(Beginning of Given data)
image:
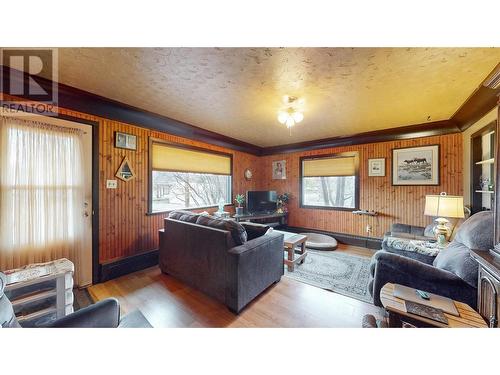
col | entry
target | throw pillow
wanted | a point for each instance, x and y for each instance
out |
(182, 215)
(254, 230)
(456, 258)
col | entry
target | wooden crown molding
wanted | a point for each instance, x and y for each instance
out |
(86, 102)
(477, 105)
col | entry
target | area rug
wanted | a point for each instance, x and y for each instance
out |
(81, 299)
(340, 273)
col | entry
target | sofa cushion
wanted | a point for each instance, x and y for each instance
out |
(255, 230)
(182, 215)
(477, 231)
(238, 233)
(456, 258)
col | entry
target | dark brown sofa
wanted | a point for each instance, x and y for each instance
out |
(214, 256)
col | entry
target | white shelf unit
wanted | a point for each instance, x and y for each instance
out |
(487, 161)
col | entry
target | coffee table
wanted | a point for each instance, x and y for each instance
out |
(468, 318)
(295, 246)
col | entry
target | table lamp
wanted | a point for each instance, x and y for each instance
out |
(443, 206)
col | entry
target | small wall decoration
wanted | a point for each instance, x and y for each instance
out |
(415, 165)
(126, 141)
(279, 170)
(376, 167)
(125, 171)
(248, 174)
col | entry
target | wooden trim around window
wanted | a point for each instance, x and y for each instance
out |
(357, 189)
(187, 147)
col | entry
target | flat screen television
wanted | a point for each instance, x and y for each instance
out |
(261, 201)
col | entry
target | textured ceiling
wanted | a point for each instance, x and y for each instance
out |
(238, 91)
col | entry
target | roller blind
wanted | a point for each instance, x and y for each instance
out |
(326, 167)
(170, 158)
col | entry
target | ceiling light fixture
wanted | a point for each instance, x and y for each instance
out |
(290, 116)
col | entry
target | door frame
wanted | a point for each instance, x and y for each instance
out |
(96, 270)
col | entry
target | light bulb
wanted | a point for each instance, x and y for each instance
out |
(282, 117)
(298, 116)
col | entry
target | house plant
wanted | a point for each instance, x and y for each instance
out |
(282, 202)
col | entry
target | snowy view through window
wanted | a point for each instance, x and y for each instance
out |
(329, 191)
(178, 190)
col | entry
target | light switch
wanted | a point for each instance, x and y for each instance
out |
(111, 184)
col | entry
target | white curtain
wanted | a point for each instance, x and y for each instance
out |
(41, 193)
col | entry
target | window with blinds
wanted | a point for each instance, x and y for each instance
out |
(185, 177)
(330, 181)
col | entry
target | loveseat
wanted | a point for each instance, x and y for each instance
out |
(102, 314)
(220, 257)
(453, 273)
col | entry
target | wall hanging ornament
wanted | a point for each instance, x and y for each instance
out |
(125, 172)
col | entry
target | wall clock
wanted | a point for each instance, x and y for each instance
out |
(248, 174)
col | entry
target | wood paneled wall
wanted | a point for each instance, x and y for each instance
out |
(124, 227)
(403, 204)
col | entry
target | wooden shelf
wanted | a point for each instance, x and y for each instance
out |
(37, 314)
(487, 161)
(34, 298)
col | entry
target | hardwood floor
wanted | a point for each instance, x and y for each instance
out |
(167, 302)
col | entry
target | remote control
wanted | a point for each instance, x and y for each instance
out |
(422, 294)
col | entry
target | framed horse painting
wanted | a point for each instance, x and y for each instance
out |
(415, 165)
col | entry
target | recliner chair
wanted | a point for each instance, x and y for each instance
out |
(103, 314)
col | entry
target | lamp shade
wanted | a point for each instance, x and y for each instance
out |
(444, 206)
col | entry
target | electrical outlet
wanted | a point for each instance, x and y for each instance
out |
(111, 184)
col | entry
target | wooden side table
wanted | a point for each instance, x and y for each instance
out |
(293, 243)
(396, 309)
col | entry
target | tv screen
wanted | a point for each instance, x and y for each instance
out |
(261, 201)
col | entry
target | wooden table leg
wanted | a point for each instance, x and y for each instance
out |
(394, 320)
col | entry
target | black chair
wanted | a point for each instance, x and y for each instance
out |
(103, 314)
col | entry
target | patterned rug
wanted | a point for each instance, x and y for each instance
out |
(340, 273)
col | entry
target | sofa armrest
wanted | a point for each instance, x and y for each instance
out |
(253, 267)
(393, 268)
(103, 314)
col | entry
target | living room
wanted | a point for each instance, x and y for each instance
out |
(349, 186)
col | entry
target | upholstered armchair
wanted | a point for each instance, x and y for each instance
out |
(453, 273)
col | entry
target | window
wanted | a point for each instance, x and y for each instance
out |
(330, 182)
(185, 177)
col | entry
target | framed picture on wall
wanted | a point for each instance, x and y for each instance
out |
(279, 170)
(126, 141)
(415, 165)
(376, 167)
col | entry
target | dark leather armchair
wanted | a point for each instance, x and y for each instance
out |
(453, 273)
(103, 314)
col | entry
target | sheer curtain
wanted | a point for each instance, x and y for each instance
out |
(41, 193)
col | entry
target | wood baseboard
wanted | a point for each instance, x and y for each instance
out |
(348, 239)
(124, 266)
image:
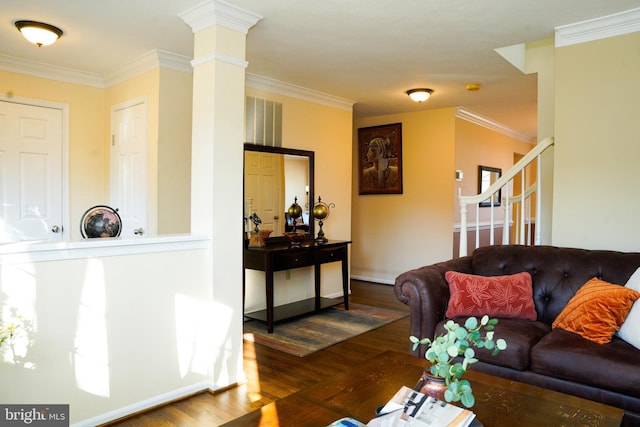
(End of Given data)
Count each line of the material above that holds the word "lamp", and state the total with no other text.

2